- [What to work on]:
1. According to the passage about "Hamilton" and the novel My Dear Hamilton, who wrote the novel?
2. Resume the passage about "Hamilton" and the novel My Dear Hamilton, picking up right after its final sentence.

- [Given passage]:

By Carol Lucas
If you have been fortunate enough to see “Hamilton” live on stage, I am envious. We know that the Broadway production received rave reviews, and touring companies took it to various venues throughout the country.
I did see the video of the Broadway production, but when the book club to which I belong chose the novel, My Dear Hamilton, written by Stephanie Dray and Laura Kamoie. I found myself learning so much more than I knew about that period of American history.
The two authors, it is said, attended the Broadway production, written by Lin-Manuel Miranda, who also plays the lead. When they emerged from seeing the play and entered a cab taking them back to their hotel, they began immediately to discuss how they could co-write a book, based upon the play.
This, in and of itself, might be viewed as the reverse procedure of what is usually the order of things. However, I admit to having been drawn into the book quickly.
Miranda calls “Hamilton,” “the story of America then, told by America now.” When the play initially came out, there was considerable backlash because it was an “all-white historical narrative told by an all non-white cast.”

- [Information supplied]:
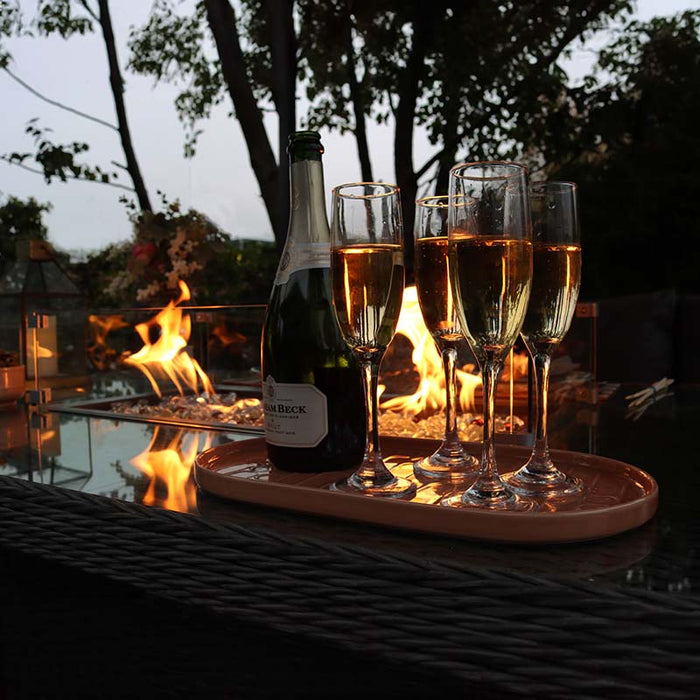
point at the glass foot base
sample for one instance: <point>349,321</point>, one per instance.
<point>556,485</point>
<point>396,488</point>
<point>504,499</point>
<point>440,469</point>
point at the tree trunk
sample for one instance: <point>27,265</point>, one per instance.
<point>117,84</point>
<point>284,69</point>
<point>358,105</point>
<point>222,22</point>
<point>404,115</point>
<point>447,160</point>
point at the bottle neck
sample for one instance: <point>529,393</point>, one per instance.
<point>307,220</point>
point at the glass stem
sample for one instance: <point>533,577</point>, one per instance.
<point>373,468</point>
<point>488,474</point>
<point>449,362</point>
<point>540,453</point>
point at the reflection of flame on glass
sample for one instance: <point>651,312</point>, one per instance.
<point>429,397</point>
<point>168,464</point>
<point>226,337</point>
<point>167,356</point>
<point>100,354</point>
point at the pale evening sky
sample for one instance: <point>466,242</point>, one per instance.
<point>218,181</point>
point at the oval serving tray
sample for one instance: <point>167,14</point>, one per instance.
<point>618,496</point>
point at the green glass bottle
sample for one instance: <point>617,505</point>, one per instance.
<point>312,388</point>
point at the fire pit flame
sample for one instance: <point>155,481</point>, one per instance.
<point>168,356</point>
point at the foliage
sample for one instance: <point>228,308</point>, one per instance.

- [Expected results]:
1. Stephanie Dray and Laura Kamoie.

2.
Mine is not to enter the fray of that dispute, but rather to try to draw parallels between the book and what we see happening today. I came to see so many of the events reflect our present political landscape that I felt compelled to make a few comparisons.
Granted this book is a novel, the genre of historical fiction, and poetic license is to be expected. However, from all I am able to gather, the authors have been diligent in their research, and as contemporary writers, they, too, must have discovered the likeness of political dissent back then to that of today.
I suspect very few history courses focus upon the back biting and in-house treacheries of the founding fathers as they struggled to compromise on what should be included in the Constitution. With the conclusion of the American Revolution and the writing of the Declaration of Independence, our forefathers were confronted with how to structure a government. Thus came the emergence of the Federalists and the anti-Federalists.
Very simply, the former saw a stronger national government as the answer to a “more perfect union.” They believed that such a government would improve the relationship between states, and many came together to construct the Constitution. Alexander Hamilton was a pivotal contributor to this effort, and was referred to as “the Goliath of Federalism.”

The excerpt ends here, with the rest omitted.